Prompt >> Although the records include pictures, print only the rest, exactly as written.

Referring expression data >>
▬▬▬
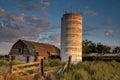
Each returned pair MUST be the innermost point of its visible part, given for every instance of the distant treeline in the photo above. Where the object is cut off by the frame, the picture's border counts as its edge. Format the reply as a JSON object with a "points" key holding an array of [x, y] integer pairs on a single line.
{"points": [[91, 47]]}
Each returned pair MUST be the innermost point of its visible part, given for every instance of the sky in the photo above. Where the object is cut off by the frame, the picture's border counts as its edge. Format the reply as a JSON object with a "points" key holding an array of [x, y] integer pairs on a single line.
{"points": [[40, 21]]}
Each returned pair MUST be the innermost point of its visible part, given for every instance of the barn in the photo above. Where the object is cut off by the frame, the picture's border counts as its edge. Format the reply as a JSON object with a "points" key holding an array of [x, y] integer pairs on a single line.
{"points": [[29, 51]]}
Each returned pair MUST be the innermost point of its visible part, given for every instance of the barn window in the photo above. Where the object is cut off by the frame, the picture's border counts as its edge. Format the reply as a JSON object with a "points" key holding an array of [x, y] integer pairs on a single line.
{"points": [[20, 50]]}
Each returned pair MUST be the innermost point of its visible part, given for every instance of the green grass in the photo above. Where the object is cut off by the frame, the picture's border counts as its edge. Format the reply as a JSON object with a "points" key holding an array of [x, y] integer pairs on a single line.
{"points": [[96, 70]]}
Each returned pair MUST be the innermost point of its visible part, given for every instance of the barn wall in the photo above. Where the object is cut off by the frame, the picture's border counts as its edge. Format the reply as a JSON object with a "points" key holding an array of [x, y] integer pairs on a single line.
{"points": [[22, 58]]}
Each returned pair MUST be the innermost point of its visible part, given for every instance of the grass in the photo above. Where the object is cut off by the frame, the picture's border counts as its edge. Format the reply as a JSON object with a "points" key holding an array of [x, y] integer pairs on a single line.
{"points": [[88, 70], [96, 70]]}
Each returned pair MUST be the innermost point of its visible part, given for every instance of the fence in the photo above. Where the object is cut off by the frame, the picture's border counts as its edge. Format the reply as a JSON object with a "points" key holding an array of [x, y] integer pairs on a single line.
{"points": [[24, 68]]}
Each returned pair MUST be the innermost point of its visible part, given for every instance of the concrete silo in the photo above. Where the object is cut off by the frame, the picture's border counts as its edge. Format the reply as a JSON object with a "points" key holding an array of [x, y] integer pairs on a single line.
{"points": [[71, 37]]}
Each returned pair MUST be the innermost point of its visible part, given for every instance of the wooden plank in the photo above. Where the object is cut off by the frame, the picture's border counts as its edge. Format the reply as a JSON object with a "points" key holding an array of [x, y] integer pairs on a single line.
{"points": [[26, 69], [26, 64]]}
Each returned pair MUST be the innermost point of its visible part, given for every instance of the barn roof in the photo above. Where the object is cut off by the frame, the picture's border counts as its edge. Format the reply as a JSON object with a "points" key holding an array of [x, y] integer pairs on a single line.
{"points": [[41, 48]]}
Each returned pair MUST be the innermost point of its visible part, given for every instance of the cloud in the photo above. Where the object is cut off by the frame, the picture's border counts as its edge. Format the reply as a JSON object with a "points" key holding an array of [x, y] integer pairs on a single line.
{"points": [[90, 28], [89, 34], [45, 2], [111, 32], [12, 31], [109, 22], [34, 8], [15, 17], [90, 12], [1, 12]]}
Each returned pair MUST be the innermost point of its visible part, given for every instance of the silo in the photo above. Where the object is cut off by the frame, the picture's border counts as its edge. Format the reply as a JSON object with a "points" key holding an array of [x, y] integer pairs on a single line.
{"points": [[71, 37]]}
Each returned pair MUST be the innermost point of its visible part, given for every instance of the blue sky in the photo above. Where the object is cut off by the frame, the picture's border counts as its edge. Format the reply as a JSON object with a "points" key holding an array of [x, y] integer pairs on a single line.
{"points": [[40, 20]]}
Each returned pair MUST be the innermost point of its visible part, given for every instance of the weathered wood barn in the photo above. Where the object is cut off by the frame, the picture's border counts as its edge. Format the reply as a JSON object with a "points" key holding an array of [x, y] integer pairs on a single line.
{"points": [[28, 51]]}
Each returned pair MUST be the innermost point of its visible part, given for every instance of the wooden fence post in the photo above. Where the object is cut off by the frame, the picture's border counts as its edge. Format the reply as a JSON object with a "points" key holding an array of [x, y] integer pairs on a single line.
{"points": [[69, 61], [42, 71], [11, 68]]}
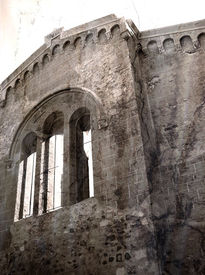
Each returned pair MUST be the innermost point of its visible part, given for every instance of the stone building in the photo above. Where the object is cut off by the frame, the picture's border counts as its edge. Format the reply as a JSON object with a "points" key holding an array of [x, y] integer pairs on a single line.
▬▬▬
The answer >>
Each returned pair MUST be the innermost point of its visible part, given for every instance of the distant treeline in the photo above. Where the object is cut off by the frame, the picture's border counts as its edge. Format the reply as a JSON object with a "points" key holding an array of [x, y] integer pairs on a single line.
{"points": [[91, 47]]}
Each returned pair MUST be the innermost point of its visible part, given for every instance of the sky in the photo above. Where the object is cut off by the frame, the picture's border counts as its edge. Format the reply as a JSON object with a "points" key holding an array of [x, y] integer pairs on a single line.
{"points": [[40, 21]]}
Each returned pair MUST be the innermost point of its visible part, given for every instance of the barn in the photo above. Where the object is cut off by the frame, the picture's border counts as its edge. Format the reply as a JSON object with a "points" key holding an array of [x, y] integer pairs on a single line.
{"points": [[29, 51]]}
Each returned pair MUST be the innermost point of its visible part, given for every instance of the barn window in the photo above. Where the object is cut off by the frame, the picture's border counts as its edge. Format the reply as a JSON object with a "points" key holding an array of [x, y] integer pairs on a single line.
{"points": [[20, 50]]}
Each returned pair MUST be the innermost point of its visible part, given for every instance of the green grass in the photo above. Where the object is cut off by the frame, the picture's border counts as its edge. Format the reply as a JSON object with a "points" key holding an array of [x, y] integer pairs on a single line.
{"points": [[96, 70]]}
Each returned pair MUST be the innermost point of its visible part, given for every instance of the barn wall in the photo above. Where the object is cut off by the frame, the picture's border counts as its edge. Format the reply as a JSON object with a "points" key holding an array of [x, y] integer pairs on a single line.
{"points": [[22, 58]]}
Each returned pair MUST be the innermost point of its visible part, given for every instance of the grass in the photo above. Where the object is cut off by the frame, the picture's border counts as its edge. Format the reply as a JSON object with a "points" key holding an array of [x, y] integer pairs on a single line.
{"points": [[88, 70], [96, 70]]}
Each returned pair MUST be the innermost point of its visible part, given for every instance of the fence in the photo above. Where the object is cut off by the frame, the picture's border counts as its edge. Format the reply as a JSON object with a "points" key holding an array of [x, y] integer pairs on a single line.
{"points": [[24, 68]]}
Each returned pair MUST be the innermost point of its visible part, given for every instance of the concrete silo in the photo above. Where the object is cut off by the frame, the picture's border counts as its edge. Format the reply as a JSON object with a "points" key holding an array of [x, y] integer pairs on a single line.
{"points": [[71, 37]]}
Each returned pair MUST be the innermost point of its visible part, given for every instance of the wooden plank in the photo above. Where the object is cut off by the frame, the picture's border counts as its edge. Format the reply as a JSON object with a "points" key holding an array of [x, y] integer pairs on a single line.
{"points": [[26, 69], [26, 64]]}
Each returned pair MUST be the innermost point of its visible part, given for every instance of the barn roof in the photo above. Where the object is cut off by the frame, the picture's border counts as its edge. Format the reply as a JSON object with a "points" key holding an array of [x, y] integer pairs on a single line.
{"points": [[41, 48]]}
Each returned pair MUST be the innermost point of its visible part, given for every instance of the cloud in the photo above. Where the object is cut off by the frame, the picture's border counts as its edge. Format the reply as a JSON object with a "points" key holding an array of [x, y] integer pairs on a single line.
{"points": [[90, 28], [89, 34], [45, 2], [111, 32], [12, 31], [109, 22], [34, 8], [15, 17], [90, 12], [1, 12]]}
Each returned pair MUST be the innermost point of its visible part, given for every instance of the silo in the photo above. Where the object is cut off by the frame, the picture's border counts as its edge. Format the reply as a JSON object with a "points" key holding an array of [x, y] integer pairs on a single line.
{"points": [[71, 37]]}
Each returned pair MUST be the innermost point of its visible part, given for every instance of the blue sky in the photo above. Where the object is cut off by the frame, the picture's border counts as its edge. Format the reply as a JSON object with a "points" key holding an array of [x, y] integer pairs on a single line.
{"points": [[40, 20]]}
Each returned pair MUST be the innermost point of its visible part, given for every instance of the weathered wood barn in the photo above. Where the object is cut off by the frame, the picture's border counts as its edge. Format the reply as a JSON object with a "points" key holding an array of [x, y] integer pairs on a single line.
{"points": [[28, 51]]}
Each returned pair MUST be the innermost point of its visible part, given for every instance of the wooden fence post in the photo above. Where the object is cut off by the frame, the picture's border counts as its edge. Format the reply as a JSON object with a "points" key holding an array of [x, y] integer pairs on a single line.
{"points": [[69, 61], [42, 71], [11, 68]]}
Each returned pair MUST be the innermost point of its visible part, given for every instance of the stone building in the photo above. Where the object is cut off by the frame, the picture's border counts as its edge. Format the reply as a JSON object with a "points" key holding an array of [x, y] integer pairs on a single line.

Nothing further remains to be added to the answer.